Please find every line in the items below that contains the string "platform", and copy each of those lines out.

▶ Dataset
-- -- --

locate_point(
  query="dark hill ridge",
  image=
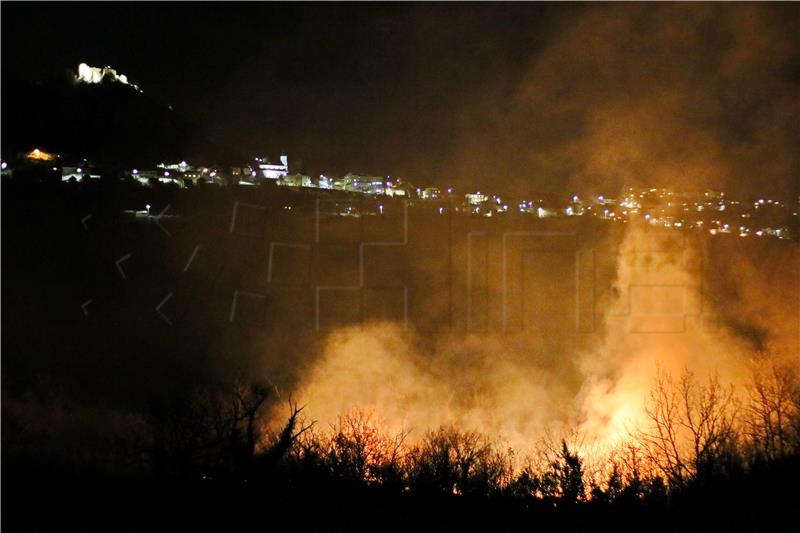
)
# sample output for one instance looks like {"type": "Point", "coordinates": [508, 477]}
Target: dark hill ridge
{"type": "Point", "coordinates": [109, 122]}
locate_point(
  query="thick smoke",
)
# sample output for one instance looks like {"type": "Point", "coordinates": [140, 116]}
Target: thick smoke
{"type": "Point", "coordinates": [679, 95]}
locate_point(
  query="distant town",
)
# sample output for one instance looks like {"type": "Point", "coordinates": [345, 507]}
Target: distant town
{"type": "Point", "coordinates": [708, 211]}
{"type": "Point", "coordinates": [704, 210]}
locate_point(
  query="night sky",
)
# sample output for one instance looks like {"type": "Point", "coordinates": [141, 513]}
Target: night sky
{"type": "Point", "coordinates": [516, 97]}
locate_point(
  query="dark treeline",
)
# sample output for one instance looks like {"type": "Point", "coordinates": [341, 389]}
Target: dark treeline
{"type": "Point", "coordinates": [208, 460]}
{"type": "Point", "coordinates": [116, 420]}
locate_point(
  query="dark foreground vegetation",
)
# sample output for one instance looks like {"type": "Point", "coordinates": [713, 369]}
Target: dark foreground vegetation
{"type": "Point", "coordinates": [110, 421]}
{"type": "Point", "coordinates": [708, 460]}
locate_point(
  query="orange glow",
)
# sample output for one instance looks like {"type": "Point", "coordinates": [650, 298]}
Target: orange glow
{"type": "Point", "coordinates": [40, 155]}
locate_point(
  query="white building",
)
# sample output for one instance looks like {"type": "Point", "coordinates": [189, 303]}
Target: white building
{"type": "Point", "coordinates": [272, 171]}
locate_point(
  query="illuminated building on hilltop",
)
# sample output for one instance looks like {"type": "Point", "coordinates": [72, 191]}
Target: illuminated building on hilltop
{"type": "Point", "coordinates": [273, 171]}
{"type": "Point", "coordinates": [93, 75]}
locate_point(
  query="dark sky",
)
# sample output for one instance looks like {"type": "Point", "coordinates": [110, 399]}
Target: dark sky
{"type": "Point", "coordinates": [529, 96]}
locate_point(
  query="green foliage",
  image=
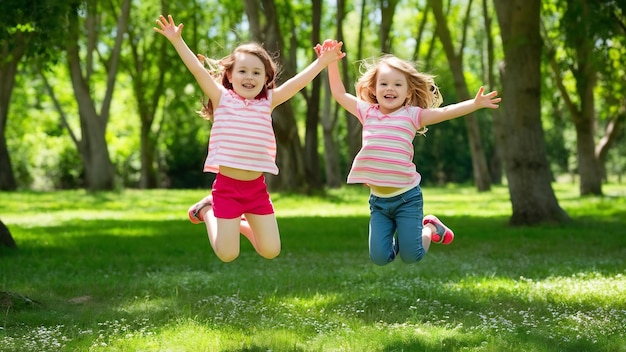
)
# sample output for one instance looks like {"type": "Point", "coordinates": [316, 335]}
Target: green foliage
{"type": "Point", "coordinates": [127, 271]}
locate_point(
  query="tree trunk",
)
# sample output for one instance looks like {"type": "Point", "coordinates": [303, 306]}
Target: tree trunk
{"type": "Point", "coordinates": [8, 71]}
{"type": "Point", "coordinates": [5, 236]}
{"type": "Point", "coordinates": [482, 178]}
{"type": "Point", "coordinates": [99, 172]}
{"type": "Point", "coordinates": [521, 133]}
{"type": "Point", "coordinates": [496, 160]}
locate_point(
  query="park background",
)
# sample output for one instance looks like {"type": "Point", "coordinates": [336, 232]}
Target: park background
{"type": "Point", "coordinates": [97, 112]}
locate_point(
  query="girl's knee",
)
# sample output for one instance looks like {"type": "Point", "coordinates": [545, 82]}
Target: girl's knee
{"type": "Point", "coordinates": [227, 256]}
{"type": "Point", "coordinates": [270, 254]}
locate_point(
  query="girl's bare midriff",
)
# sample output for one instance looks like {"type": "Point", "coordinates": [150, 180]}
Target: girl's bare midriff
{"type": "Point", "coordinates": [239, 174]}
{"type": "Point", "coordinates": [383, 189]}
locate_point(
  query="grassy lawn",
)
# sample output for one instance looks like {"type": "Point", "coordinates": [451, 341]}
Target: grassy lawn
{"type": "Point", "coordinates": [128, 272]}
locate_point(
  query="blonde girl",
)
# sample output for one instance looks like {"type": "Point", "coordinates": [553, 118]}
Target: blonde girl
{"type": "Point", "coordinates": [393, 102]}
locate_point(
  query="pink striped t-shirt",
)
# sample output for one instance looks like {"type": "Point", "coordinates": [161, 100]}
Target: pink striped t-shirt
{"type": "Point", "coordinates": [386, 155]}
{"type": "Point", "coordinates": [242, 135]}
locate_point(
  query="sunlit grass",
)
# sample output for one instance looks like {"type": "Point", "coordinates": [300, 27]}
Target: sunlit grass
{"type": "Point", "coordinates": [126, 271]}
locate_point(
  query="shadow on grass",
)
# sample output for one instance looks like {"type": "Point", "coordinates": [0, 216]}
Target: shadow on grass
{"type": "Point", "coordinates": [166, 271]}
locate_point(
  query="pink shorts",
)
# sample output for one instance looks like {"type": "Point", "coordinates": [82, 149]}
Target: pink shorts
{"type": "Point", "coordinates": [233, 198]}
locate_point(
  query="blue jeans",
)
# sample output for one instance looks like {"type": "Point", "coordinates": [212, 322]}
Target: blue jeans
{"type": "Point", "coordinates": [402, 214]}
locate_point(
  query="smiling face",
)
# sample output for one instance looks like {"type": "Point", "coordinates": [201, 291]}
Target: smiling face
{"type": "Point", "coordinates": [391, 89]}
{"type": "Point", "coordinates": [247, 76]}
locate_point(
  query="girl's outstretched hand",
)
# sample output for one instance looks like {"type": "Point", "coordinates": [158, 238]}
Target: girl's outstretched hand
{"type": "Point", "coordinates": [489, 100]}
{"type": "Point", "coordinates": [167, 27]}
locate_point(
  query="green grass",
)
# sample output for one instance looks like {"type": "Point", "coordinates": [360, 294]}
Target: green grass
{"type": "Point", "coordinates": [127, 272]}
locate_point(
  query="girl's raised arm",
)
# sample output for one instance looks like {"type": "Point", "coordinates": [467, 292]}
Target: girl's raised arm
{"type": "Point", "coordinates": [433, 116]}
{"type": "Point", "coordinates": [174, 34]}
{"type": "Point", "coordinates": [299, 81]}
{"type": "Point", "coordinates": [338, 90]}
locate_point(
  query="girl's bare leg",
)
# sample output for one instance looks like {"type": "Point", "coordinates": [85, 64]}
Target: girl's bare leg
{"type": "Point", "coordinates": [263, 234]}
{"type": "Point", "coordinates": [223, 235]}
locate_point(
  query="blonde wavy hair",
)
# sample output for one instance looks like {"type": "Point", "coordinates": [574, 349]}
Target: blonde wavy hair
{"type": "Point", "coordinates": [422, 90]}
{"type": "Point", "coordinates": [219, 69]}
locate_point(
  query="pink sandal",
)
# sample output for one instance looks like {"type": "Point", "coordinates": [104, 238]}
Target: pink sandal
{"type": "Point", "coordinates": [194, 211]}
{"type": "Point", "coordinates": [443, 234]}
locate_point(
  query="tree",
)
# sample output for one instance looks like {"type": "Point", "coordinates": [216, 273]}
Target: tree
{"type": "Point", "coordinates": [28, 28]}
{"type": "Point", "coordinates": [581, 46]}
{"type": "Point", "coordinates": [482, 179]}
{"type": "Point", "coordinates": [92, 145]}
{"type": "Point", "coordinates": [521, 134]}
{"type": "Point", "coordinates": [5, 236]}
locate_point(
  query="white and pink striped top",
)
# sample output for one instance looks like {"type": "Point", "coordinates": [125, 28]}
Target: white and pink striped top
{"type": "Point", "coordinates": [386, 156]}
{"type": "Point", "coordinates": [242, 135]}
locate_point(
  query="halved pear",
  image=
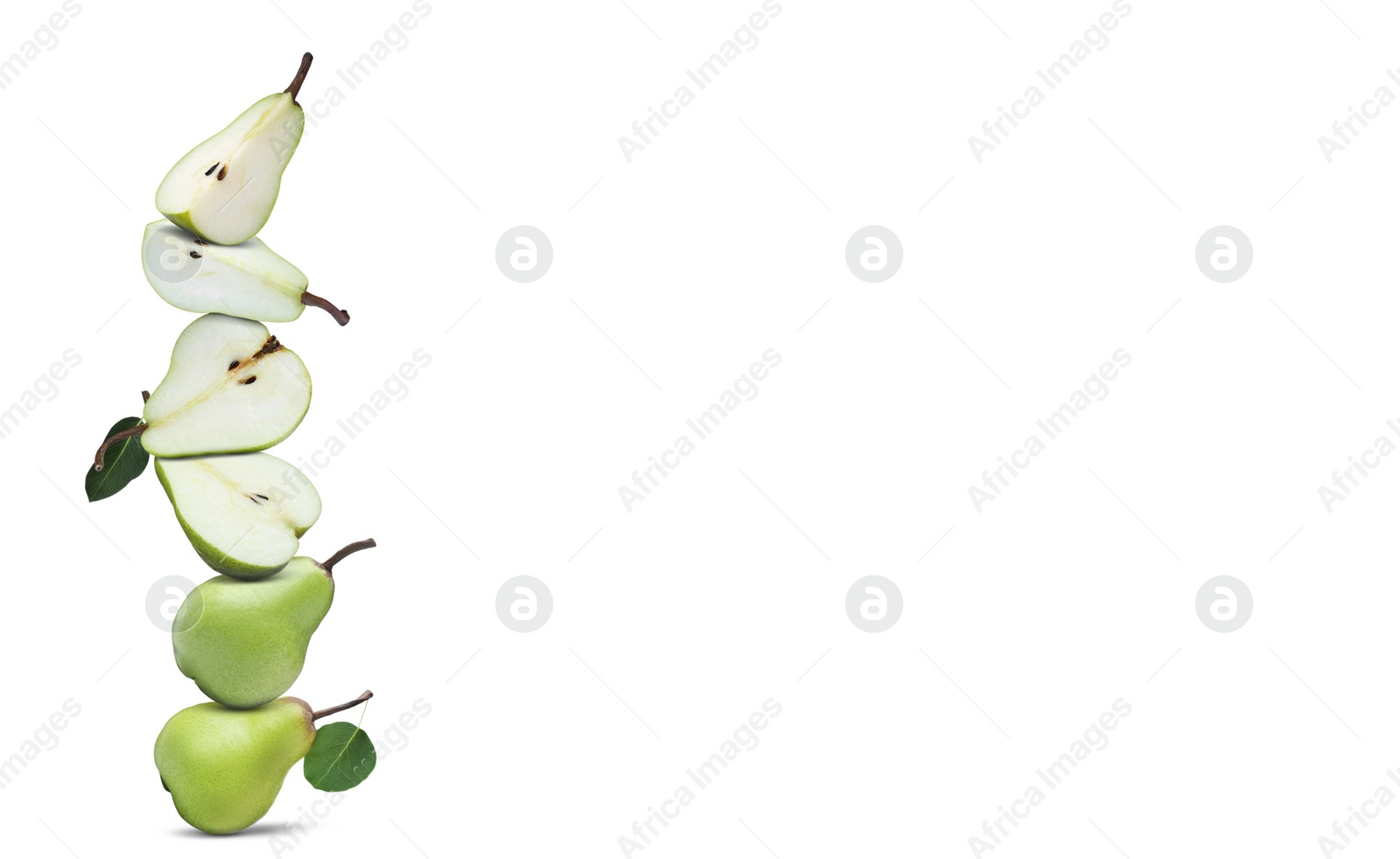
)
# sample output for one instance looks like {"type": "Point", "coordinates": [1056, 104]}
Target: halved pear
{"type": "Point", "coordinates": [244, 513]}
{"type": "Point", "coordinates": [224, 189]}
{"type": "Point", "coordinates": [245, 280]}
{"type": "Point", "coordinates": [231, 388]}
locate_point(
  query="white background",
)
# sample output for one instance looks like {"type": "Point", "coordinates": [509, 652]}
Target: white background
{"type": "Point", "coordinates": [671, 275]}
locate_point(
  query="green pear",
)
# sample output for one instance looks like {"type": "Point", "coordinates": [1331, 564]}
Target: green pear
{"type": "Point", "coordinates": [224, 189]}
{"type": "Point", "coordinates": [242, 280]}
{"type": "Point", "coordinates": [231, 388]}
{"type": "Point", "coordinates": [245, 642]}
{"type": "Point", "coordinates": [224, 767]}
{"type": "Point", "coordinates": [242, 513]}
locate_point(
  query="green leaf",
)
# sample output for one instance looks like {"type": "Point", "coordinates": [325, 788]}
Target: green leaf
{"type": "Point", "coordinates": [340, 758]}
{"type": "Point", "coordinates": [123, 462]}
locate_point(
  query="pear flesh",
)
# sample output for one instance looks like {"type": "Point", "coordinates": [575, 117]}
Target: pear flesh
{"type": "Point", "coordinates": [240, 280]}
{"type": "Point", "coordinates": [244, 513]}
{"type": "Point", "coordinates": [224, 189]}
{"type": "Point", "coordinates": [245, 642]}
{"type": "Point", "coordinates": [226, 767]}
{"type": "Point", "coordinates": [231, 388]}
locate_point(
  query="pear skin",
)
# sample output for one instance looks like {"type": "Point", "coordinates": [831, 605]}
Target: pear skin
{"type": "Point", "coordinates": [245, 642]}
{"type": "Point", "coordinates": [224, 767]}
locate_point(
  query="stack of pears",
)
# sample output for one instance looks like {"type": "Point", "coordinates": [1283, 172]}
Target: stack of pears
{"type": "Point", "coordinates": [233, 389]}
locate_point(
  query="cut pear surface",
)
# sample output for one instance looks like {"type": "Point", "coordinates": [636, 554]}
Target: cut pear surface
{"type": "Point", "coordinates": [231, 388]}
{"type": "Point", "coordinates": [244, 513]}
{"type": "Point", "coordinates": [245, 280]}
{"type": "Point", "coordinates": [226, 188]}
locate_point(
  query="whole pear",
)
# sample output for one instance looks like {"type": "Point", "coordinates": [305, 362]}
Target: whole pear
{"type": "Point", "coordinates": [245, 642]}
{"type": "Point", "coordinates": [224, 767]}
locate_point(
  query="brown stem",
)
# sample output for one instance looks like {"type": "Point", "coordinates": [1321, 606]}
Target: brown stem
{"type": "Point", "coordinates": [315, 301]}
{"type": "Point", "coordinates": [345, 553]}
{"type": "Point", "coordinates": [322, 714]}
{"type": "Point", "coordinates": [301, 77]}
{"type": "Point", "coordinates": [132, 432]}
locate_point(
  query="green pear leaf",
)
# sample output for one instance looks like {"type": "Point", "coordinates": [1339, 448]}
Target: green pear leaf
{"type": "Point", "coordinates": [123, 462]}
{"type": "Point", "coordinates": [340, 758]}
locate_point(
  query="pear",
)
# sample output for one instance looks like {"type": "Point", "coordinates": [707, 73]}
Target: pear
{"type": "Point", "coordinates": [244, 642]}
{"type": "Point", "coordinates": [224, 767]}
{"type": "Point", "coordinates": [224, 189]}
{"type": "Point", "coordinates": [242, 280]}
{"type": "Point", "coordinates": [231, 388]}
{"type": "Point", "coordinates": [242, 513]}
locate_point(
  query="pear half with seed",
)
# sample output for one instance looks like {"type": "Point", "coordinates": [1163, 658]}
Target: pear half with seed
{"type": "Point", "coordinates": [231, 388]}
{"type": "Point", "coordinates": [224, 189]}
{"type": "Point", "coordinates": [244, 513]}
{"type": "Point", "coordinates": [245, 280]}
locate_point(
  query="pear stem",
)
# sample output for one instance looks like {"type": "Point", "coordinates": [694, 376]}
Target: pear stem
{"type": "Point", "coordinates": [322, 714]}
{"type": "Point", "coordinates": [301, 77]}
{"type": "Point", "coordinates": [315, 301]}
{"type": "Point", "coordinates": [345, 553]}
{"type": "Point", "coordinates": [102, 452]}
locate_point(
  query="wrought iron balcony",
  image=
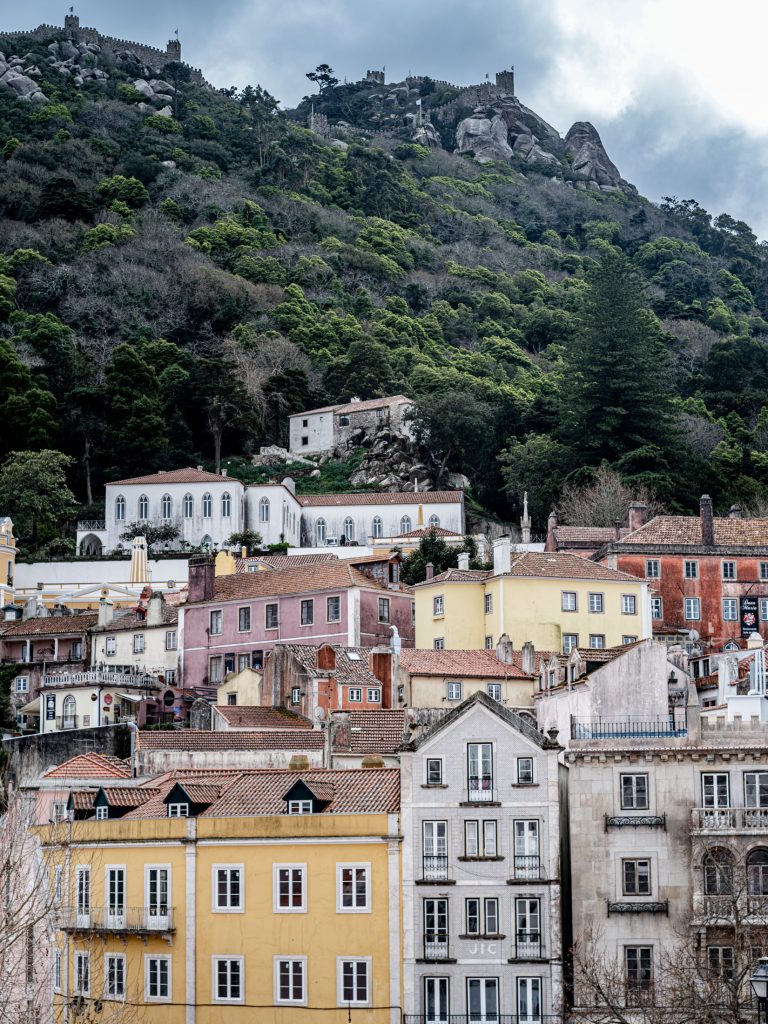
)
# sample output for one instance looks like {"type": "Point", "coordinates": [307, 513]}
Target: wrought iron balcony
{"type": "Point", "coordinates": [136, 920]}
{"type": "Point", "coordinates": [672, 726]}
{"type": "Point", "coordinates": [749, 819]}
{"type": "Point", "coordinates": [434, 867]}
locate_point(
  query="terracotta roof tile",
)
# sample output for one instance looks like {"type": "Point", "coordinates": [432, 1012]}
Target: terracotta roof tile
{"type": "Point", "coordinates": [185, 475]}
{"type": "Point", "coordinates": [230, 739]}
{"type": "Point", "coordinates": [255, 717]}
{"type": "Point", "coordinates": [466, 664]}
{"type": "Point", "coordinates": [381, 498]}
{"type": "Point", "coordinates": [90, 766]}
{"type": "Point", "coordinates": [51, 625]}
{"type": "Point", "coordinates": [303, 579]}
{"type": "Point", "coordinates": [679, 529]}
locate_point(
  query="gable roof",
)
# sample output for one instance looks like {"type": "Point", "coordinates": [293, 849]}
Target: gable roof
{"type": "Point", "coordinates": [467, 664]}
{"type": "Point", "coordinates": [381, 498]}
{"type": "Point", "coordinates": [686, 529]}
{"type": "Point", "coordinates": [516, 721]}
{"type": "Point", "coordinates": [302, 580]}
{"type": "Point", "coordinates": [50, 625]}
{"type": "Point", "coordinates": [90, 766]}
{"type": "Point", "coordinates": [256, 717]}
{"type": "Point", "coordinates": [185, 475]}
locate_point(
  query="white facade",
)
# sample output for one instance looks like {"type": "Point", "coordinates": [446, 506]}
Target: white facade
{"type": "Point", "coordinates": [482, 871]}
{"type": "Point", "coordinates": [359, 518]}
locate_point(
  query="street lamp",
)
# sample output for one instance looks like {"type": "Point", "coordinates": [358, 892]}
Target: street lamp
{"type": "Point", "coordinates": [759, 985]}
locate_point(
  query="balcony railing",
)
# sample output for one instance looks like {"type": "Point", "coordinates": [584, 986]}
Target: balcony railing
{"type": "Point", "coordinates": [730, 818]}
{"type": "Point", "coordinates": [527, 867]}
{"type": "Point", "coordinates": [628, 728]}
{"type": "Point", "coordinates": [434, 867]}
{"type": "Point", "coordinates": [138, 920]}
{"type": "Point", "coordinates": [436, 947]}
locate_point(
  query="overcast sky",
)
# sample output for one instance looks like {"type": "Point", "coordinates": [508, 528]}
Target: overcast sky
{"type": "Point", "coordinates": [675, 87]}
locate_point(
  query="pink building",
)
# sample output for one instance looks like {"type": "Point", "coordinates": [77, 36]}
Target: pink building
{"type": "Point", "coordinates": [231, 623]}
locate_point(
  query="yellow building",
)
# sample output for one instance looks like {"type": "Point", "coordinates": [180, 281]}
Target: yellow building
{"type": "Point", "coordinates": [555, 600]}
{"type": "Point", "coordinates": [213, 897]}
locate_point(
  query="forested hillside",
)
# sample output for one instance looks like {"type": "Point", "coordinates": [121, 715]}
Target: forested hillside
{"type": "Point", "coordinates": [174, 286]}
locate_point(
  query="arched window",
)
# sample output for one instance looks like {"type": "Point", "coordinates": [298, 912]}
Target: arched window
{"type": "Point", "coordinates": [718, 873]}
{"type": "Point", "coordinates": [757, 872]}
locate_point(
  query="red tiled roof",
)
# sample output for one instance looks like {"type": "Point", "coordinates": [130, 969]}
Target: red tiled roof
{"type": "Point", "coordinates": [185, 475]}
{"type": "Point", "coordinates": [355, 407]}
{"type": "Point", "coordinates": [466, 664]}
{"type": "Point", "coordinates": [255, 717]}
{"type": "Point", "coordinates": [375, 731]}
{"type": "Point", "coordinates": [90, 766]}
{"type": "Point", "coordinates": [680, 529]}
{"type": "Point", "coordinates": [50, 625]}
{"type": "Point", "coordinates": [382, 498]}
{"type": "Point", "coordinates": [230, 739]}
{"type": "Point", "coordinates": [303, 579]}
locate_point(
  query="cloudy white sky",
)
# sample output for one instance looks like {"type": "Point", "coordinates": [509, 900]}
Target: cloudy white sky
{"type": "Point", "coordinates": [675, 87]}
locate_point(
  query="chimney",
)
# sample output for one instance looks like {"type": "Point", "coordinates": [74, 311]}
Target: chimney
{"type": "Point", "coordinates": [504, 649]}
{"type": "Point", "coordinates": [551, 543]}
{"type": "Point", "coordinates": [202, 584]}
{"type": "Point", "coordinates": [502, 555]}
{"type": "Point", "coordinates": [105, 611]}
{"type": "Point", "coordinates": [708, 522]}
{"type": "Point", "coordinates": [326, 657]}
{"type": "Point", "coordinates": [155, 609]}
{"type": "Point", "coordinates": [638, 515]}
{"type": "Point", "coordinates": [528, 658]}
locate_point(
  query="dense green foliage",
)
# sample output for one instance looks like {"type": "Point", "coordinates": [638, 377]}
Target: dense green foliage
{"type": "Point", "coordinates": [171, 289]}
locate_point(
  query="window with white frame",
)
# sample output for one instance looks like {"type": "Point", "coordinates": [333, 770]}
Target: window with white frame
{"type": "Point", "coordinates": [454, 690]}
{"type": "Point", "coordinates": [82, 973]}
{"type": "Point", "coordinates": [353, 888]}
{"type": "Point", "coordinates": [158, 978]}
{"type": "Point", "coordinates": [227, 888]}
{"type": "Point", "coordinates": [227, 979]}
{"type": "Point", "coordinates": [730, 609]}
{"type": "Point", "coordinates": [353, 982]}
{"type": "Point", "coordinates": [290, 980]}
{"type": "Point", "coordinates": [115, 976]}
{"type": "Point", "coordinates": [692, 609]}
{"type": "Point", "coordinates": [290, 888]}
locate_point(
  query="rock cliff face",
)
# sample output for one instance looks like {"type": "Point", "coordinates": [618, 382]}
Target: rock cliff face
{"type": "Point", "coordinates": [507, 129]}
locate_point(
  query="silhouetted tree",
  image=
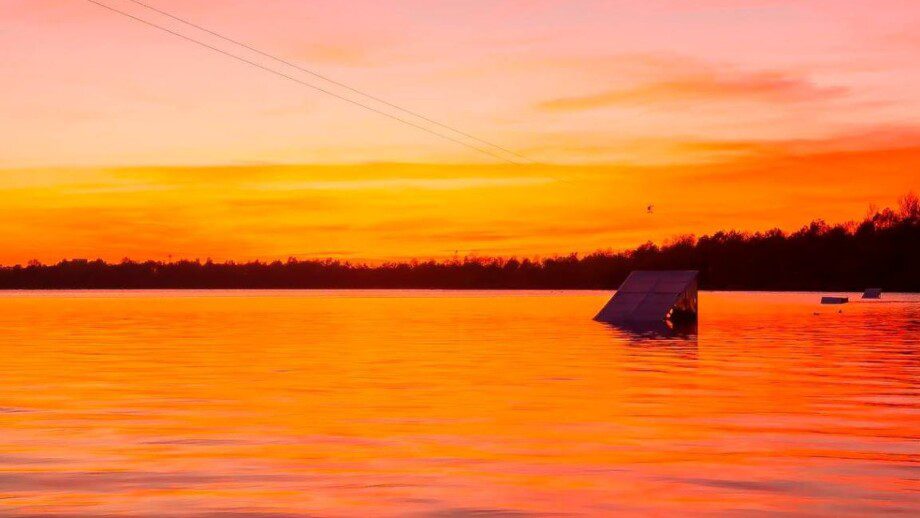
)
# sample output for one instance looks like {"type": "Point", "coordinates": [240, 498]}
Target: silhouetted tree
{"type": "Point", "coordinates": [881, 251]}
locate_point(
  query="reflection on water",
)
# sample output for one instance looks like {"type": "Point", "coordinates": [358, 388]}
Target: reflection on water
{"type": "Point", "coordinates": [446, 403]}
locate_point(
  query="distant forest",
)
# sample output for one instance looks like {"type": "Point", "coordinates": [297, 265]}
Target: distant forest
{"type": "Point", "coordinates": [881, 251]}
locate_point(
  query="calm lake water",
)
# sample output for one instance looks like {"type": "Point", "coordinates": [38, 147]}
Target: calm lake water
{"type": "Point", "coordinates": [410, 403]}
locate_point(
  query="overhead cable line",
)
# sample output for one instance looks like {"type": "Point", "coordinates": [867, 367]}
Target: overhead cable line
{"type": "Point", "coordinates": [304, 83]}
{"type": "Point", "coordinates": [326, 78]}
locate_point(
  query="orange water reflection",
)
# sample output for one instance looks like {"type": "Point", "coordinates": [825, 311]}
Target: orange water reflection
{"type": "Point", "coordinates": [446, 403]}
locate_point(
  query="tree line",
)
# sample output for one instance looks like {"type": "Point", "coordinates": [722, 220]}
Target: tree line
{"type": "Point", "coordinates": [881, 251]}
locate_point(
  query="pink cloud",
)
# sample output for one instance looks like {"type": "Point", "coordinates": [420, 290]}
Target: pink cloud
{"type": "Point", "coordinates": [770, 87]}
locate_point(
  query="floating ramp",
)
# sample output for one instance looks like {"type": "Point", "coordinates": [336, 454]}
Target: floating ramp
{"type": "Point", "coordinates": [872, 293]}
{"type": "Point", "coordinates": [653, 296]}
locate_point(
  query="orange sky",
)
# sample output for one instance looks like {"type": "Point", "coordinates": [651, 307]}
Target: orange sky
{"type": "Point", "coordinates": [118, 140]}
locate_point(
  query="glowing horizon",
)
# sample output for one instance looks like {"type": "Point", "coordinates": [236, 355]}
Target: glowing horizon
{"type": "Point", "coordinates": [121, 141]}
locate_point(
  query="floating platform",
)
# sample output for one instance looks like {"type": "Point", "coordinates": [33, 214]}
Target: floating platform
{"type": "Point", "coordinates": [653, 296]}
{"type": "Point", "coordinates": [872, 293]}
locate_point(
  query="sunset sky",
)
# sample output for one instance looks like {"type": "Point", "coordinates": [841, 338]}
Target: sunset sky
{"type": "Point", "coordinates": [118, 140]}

-- -- --

▶ Answer for this exercise
  query="floating platform",
Target: floating platform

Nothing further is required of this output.